⟨

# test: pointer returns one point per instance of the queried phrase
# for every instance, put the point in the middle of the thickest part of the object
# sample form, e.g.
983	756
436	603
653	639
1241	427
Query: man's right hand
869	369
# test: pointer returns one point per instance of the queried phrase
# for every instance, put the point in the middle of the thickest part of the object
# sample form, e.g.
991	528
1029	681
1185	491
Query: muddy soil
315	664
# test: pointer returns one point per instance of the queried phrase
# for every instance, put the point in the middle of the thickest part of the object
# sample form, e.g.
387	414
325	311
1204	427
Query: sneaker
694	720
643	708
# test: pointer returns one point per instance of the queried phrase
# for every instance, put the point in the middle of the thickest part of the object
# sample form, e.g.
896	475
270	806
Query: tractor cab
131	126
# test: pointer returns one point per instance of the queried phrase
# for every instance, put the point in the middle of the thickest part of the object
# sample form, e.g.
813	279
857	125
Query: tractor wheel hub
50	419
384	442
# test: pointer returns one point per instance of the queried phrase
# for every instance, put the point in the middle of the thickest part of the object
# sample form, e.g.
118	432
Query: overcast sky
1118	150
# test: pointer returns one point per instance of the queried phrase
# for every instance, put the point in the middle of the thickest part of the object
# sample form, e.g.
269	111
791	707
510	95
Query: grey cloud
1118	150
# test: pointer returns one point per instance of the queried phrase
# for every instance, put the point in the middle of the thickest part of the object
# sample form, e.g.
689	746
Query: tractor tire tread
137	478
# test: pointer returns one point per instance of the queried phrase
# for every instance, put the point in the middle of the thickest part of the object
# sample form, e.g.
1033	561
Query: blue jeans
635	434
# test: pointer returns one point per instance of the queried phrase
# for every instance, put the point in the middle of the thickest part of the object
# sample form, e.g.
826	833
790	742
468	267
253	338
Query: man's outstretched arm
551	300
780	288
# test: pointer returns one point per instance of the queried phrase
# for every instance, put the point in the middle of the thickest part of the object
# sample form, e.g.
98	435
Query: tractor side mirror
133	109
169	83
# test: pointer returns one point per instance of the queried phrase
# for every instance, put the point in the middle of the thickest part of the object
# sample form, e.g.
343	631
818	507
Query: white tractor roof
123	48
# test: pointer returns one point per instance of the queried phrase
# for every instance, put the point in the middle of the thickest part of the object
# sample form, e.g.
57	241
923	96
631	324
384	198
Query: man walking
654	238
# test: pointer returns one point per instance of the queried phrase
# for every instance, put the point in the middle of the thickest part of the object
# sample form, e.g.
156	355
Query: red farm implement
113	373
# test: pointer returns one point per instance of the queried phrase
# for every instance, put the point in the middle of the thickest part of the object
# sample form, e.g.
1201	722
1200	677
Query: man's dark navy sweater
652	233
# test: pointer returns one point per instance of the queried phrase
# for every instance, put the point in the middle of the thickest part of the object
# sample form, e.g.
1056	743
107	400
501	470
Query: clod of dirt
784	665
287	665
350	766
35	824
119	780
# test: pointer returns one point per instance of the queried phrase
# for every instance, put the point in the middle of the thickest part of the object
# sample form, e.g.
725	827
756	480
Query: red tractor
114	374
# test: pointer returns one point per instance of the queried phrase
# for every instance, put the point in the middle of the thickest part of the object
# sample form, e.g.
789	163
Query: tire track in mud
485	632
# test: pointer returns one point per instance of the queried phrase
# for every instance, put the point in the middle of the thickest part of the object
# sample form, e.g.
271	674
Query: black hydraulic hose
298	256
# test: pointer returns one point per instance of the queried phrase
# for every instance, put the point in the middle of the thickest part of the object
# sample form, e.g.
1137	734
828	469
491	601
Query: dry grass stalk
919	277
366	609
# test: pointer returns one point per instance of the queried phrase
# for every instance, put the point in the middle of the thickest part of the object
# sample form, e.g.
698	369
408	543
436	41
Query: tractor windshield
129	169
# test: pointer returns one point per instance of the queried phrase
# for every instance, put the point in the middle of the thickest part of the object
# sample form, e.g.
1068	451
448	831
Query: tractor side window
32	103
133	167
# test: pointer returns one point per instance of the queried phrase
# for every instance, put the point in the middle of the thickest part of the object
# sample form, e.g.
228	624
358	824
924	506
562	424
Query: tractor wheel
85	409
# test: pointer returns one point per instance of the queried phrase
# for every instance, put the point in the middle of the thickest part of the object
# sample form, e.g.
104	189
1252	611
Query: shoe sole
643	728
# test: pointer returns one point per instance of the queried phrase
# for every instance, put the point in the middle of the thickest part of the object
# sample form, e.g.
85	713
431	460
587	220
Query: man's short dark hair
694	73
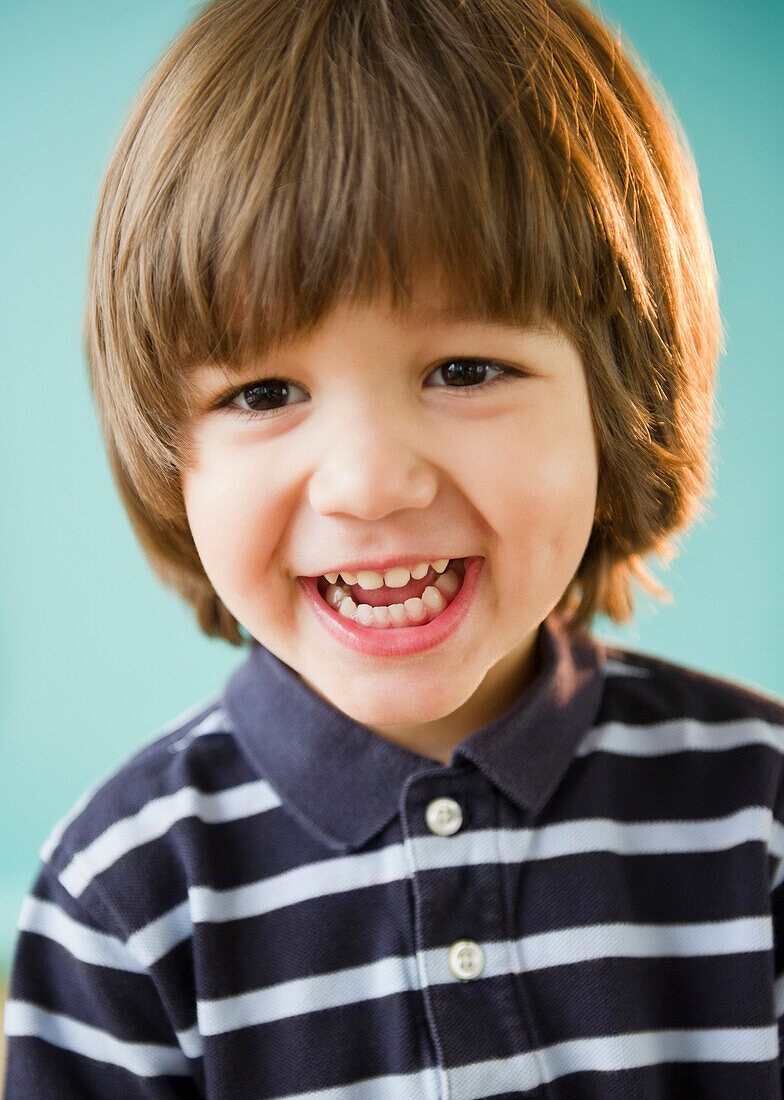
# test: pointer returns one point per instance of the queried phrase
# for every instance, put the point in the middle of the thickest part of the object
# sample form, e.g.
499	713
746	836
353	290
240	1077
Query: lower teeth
413	612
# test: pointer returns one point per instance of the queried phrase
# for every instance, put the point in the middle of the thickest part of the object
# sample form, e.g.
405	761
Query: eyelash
508	374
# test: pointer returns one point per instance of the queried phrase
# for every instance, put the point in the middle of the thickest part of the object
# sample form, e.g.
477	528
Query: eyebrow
453	314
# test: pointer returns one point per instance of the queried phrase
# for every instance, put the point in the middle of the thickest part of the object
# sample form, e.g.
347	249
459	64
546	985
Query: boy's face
374	452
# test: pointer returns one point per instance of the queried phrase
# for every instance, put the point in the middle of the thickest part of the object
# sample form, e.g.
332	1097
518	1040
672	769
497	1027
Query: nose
371	468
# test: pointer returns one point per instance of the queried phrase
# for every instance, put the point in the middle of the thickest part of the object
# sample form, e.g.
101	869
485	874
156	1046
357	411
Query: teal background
95	656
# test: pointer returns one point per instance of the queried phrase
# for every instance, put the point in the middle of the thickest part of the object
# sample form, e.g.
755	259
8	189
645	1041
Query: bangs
339	152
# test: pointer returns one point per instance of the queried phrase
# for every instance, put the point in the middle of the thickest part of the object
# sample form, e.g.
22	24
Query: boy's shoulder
150	783
646	689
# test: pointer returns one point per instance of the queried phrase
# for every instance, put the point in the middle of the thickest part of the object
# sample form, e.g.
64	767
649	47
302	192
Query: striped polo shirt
269	900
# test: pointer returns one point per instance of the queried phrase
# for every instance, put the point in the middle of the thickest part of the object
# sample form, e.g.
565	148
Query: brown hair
323	149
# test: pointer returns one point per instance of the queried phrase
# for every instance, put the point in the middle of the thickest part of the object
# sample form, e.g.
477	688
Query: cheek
232	525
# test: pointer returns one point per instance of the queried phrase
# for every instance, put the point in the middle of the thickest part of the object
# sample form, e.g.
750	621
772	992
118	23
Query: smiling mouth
412	604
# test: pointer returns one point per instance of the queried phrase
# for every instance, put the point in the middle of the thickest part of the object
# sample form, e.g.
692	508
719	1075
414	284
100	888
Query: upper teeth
395	578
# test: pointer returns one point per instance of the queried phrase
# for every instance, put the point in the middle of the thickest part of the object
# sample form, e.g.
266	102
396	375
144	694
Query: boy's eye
267	396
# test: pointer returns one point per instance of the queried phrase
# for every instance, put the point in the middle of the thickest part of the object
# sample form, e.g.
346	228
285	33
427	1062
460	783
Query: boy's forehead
432	305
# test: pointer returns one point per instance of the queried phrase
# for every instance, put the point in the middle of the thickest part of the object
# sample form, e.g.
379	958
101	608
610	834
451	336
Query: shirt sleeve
85	1020
776	851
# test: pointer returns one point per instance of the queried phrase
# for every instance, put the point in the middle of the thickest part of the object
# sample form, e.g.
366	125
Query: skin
374	451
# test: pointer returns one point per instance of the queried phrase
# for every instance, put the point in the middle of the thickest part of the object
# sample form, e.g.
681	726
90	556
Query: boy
401	329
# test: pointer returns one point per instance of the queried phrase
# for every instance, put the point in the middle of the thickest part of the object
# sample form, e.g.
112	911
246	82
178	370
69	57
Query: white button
443	816
466	959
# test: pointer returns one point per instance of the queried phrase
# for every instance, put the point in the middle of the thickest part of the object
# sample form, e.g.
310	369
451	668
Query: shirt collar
343	781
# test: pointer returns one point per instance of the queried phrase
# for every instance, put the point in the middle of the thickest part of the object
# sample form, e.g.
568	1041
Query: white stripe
561	947
471	847
157	938
98	948
614	668
776	848
300	883
56	834
613	1053
681	735
383	978
144	1059
156	817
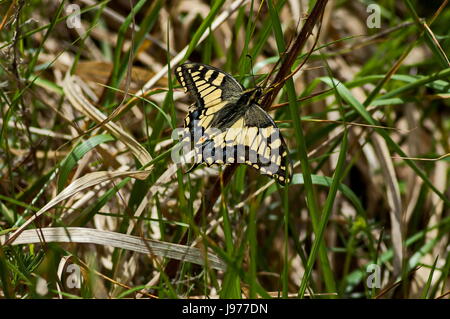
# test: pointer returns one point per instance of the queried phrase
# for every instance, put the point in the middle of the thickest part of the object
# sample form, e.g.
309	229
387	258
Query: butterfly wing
225	130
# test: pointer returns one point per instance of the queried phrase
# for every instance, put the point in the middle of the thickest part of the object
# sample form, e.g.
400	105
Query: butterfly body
226	124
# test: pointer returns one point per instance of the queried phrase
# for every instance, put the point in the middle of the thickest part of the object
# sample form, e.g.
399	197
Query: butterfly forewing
225	126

⟩

> _ASSIGNED TASK_
Pictures are to be dropped, and the lines from the line with "Query: white button" through the end of the material above are to be reproduced exactly.

> _TASK RESPONSE_
Query: white button
443	816
466	959
# test: pointer returns one point per instance of the queried phrase
# for every instance, put the point in the middle of the thickest part of the object
# sample form, e.g.
310	369
451	668
Query: shirt collar
343	781
# test: pointer returns one point per instance of the queried phrase
# for every instance, put the point in the middle of the thickest part of the object
# sample form, e.g.
568	1041
Query: white stripe
561	947
471	847
157	938
98	948
614	668
776	848
300	883
56	834
613	1053
681	735
383	978
144	1059
156	817
# test: pointer returns one point per instance of the queried phrase
# for every instance, put the point in the middle of the thickest part of the object
# sample form, e.g.
309	229
387	258
Query: butterfly wing
225	130
# test: pointer returns one point per instance of the queried phrase
# for every instance, put the point in the middle of the thickest part of the object
# sample form, e.g.
400	105
Query: butterfly body
226	124
# test: pointer returns one point per instance of the queried phrase
# for every instance, put the point in the middle of the thickest part of the object
# sample form, e.g.
399	197
Query: butterfly forewing
225	126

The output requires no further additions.